Selected passage:
Supreme Court Evaluating Implied Certification in FCA Cases

Supreme Court Evaluating Implied Certification in FCA Cases


On December 4th, the Supreme Court announced it would hear arguments in Universal Health Services, Inc. v. United States ex rel. Escobar, No. 15-7 (U.S. Dec. 4, 2015).  In this somewhat unexpected, yet welcome, move, the Supreme Court announced its attention to address:

  1. The viability of the “implied certification” theory in False Claims Act cases. Implied certification generally means that a party had an ongoing obligation to comply with a law regardless of whether the party submitting the claim made a direct certification of compliance.
  2. And, if the “implied certification” theory is viable, whether a claim can be legally “false” under that theory only if the provider failed to comply with a statute, regulation, or contractual provision that expressly states that compliance with it is a “condition of payment.”  This is a significant step in addressing a split among the Circuits and could dramatically change the landscape of FCA cases. 

Under an implied certification theory, courts, including in the First Circuit, where Escobar originated, have found that a party submitting a claim to the United States -- whether it be a healthcare provider or government contractor -- can be liable for impliedly certifying compliance with billing regulations, contractual provisions and other requirements, “even though a certification of compliance is not required in the process of submitting the claim.” See Ebeid ex rel. United States v. Lungwitz, 616 F.3d 993, 998 (9th Cir. 2010), cert. denied, 131 S.Ct. 801 (2010).  Some courts, including the Sixth Circuit, have limited this theory only to regulations that expressly condition payment on compliance. Others, such as the First and D.C. Circuits have a more expansive interpretation and allowed FCA liability to attach for non-compliance with regulations that don’t expressly condition payment on compliance.  In taking Escobar, the Supreme Court has indicated it will address both of these issues.

Listed entries:
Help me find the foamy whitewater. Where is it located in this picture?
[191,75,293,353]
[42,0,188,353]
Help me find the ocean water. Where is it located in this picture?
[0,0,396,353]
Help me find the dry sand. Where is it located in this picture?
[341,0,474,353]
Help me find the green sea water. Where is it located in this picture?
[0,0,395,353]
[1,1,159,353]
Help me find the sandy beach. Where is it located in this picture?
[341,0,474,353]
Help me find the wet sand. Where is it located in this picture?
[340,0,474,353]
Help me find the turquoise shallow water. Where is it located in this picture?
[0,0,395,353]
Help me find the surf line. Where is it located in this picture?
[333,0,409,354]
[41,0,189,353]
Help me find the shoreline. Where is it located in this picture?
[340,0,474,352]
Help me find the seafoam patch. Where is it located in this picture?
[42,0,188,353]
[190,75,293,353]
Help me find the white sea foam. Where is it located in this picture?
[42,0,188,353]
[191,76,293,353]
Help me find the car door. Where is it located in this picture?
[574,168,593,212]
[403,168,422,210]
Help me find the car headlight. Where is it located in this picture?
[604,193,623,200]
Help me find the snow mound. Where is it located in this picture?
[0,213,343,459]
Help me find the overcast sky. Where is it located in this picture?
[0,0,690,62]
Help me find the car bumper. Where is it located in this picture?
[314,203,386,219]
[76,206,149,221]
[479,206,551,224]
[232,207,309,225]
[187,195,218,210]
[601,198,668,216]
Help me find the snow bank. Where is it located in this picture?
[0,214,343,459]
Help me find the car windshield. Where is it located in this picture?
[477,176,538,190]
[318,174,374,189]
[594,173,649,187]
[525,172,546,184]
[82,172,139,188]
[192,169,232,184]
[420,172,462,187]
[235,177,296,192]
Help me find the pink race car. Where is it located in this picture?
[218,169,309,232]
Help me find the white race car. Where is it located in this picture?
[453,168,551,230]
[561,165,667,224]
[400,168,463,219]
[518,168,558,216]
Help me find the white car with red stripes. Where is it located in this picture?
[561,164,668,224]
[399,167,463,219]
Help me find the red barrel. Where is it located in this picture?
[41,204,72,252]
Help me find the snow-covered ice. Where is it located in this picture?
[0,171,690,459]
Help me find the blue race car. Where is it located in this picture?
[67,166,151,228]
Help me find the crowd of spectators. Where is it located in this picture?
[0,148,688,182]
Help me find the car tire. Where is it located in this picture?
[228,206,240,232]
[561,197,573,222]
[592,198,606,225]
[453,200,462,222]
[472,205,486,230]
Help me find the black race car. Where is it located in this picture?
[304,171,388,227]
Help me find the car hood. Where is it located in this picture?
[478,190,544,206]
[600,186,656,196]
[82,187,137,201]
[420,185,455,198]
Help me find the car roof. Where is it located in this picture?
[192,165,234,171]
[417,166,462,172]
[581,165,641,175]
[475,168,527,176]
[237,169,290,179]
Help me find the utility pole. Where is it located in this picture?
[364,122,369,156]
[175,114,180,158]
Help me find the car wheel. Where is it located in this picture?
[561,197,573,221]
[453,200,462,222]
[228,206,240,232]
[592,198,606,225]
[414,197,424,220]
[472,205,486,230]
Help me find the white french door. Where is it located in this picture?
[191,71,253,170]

Problem 1: According to the passage on implied certification in FCA cases, in which circuit did Escobar originate?
Problem 2: Reproduce the part of the passage on implied certification in FCA cases starting with "1. The viability" and going on through "certification of compliance.".

Response area 1: The First Circuit.

Response area 2:
1. The viability of the “implied certification” theory in False Claims Act cases. Implied certification generally means that a party had an ongoing obligation to comply with a law regardless of whether the party submitting the claim made a direct certification of compliance.